TASK REQUIREMENTS:
Give all the lines below again, exactly, with no pictures.

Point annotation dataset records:
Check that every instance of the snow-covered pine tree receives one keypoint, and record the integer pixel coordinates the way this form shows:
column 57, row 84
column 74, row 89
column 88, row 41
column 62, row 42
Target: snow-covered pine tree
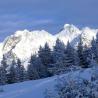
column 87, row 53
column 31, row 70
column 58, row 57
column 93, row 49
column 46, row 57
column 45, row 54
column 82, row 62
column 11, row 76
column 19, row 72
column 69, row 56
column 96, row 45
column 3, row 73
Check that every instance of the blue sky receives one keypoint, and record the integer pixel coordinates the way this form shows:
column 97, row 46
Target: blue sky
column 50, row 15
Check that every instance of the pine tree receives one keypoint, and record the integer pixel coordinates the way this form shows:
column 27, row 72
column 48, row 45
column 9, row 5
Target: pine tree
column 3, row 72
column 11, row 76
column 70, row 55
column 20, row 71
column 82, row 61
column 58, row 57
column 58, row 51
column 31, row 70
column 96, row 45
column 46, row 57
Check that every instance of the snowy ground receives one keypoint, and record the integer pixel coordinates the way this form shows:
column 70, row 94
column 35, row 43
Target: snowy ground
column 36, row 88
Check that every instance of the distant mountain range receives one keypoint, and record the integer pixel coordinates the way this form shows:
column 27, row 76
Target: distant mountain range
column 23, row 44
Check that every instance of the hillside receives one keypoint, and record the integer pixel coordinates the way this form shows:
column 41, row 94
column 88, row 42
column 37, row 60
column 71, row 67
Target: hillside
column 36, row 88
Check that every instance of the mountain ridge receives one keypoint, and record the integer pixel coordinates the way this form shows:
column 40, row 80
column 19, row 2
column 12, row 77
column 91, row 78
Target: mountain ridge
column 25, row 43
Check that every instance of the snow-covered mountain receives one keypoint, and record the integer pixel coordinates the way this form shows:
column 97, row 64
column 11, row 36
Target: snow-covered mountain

SOLUTION FOR THIS TASK:
Check that every instance of the snow-covered pine tree receives one keypoint, and record the integer pixel coordinates the way this form shows:
column 57, row 84
column 74, row 89
column 88, row 41
column 62, row 42
Target: snow-covered pine tree
column 87, row 53
column 31, row 70
column 58, row 57
column 93, row 49
column 46, row 57
column 45, row 54
column 82, row 62
column 11, row 76
column 19, row 72
column 69, row 56
column 96, row 45
column 3, row 73
Check that every instance of the blue sky receives one keypoint, and record the integer pixel coordinates the way this form shows:
column 97, row 46
Target: blue sky
column 50, row 15
Check that every instance of the pine tree receives one keypoint, and record the integer pixel coordinates the way this form shows:
column 27, row 72
column 48, row 45
column 9, row 5
Target: pine tree
column 3, row 72
column 11, row 76
column 70, row 55
column 20, row 71
column 82, row 61
column 58, row 57
column 58, row 51
column 31, row 70
column 96, row 45
column 46, row 57
Check that every instance of the snowy ground receives one keypoint, and record the integer pixel coordinates the way this form shows:
column 70, row 94
column 35, row 43
Target: snowy ground
column 36, row 88
Check that every instance of the distant mountain range receives one keypoint, and record the integer pixel coordinates the way this form shows:
column 27, row 76
Target: distant mountain range
column 23, row 44
Check that every instance of the hillside receives one keypoint, and record the integer pixel coordinates the way this form shows:
column 41, row 94
column 88, row 42
column 37, row 60
column 71, row 67
Target: hillside
column 36, row 88
Check that every instance of the mountain ridge receives one keypoint, and record the integer pixel coordinates the way this form shows:
column 40, row 80
column 19, row 2
column 12, row 77
column 91, row 78
Target: mountain ridge
column 25, row 43
Check that every instance of the snow-covered mountain receives one keypoint, and record the integer pixel coordinates the way this form shows:
column 97, row 64
column 11, row 36
Target: snow-covered mountain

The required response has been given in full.